**PROBLEM DESCRIPTION:**
List every column name that the get_authorship_counts function in the pandas notebook below keeps from the dataframe.

**READING TEXT:**

In [144]:
import pandas as pd

qiushi_articles = pd.read_csv('/Users/calebharding/Documents/BYU/2023-2024/China_Project/articles/process_articles/process_qiushi_articles/validated_qiushi_articles.csv')
asx_articles = pd.read_csv('/Users/calebharding/Documents/BYU/2023-2024/China_Project/articles/process_articles/process_asx_articles/validated_asx_articles.csv')
print(f'Qiushi articles shape: {qiushi_articles.shape}')
print(f'ASX articles shape: {asx_articles.shape}')

Qiushi articles shape: (1998, 9)
ASX articles shape: (13361, 8)


In [145]:
asx_articles.head(1)

Unnamed: 0,title,authors,date,url,text,year,quarter,year_quarter
0,告别国家法一元论,强世功,2019-01-01,https://www.aisixiang.com/data/114287.html,在1995年发表的《秋菊的困惑和三杠爷的悲剧》这篇法律社会学经典论文中，苏力在法学界率先采...,2019,1,2019 Q1


In [146]:
qiushi_articles.head(1)

Unnamed: 0,authors,title,date,year,edition,url,text,quarter,year_quarter
0,习近平,辩证唯物主义是中国共产党人的世界观和方法论,2018-12-31,2019,1.0,http://www.qstheory.cn/dukan/qs/2018-12/31/c_1...,辩证唯物主义是中国共产党人的世界观和方法论习近平2018年5月4日，纪念马克思诞辰200周年...,1,2019 Q1


In [147]:
def get_authorship_counts(df, top_n, individuals_only=False) -> pd.DataFrame:
    """Returns a dataframe of authors and the number of articles they wrote. 
    
    Returns the top_n authors"""

    # only keep needed columns
    df = df[['authors', 'title', 'year_quarter', 'url']]

    # drop articles without authors
    df = df.dropna(subset=['authors'], axis=0)

    author_article_count = {}

    # increase a counter for every article they authored
    for index, article in df.iterrows():
        for author in article['authors'].split(" "):
            if author in author_article_count.keys():
                temp = author_article_count[author]
                author_article_count[author] = temp + 1
            else: 
                author_article_count[author] = 1

    author_article_count = dict(sorted(author_article_count.items(), key=lambda item: item[1], reverse=True))
    
    # an additional precaution to catch unauthored articles
    try:
        author_article_count.pop("")

**STORED DATA:**
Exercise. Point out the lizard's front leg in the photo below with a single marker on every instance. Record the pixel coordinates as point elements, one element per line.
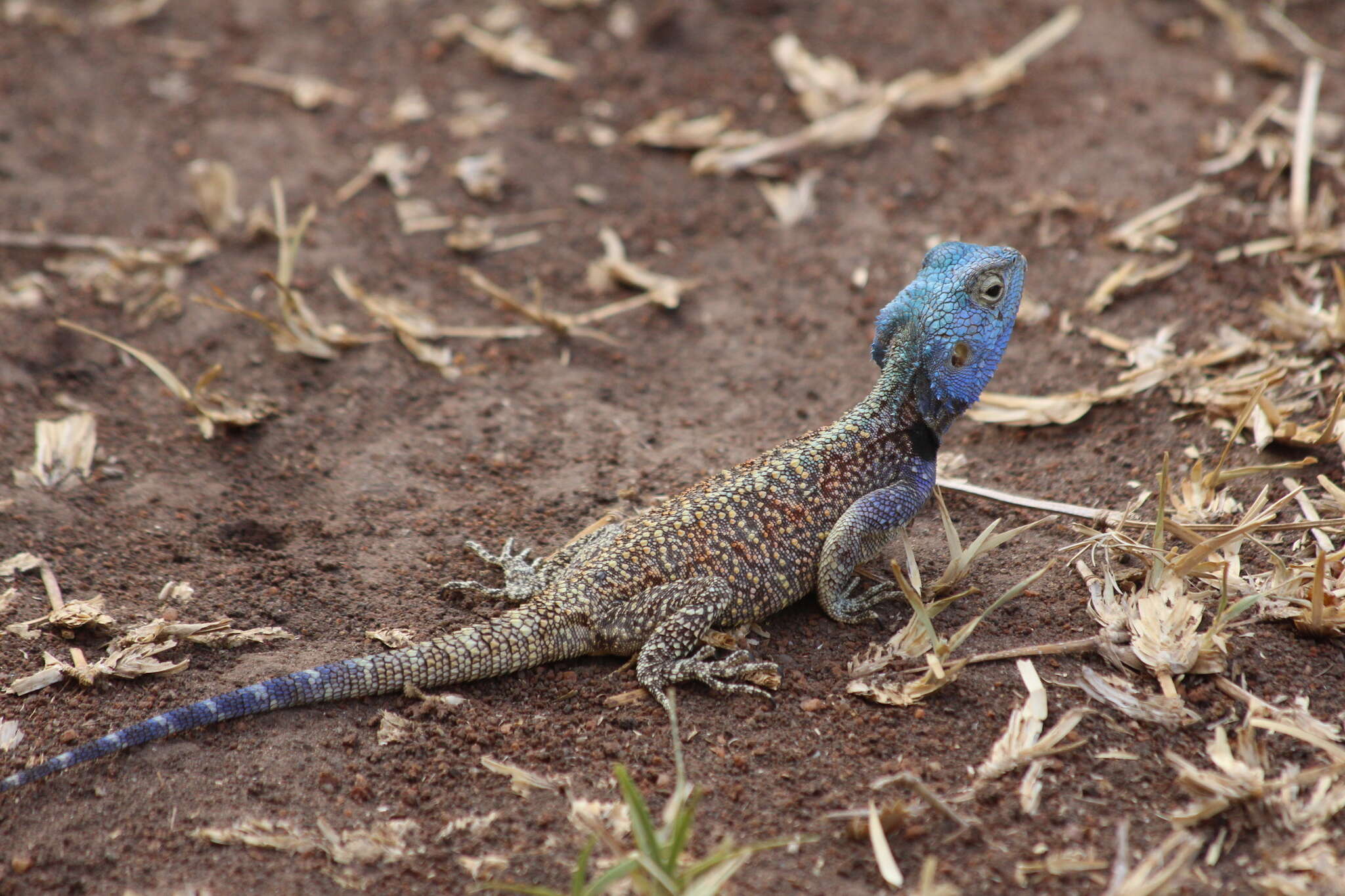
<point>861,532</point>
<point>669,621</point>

**COMPLETE RESPONSE:**
authors, title, year_quarter, url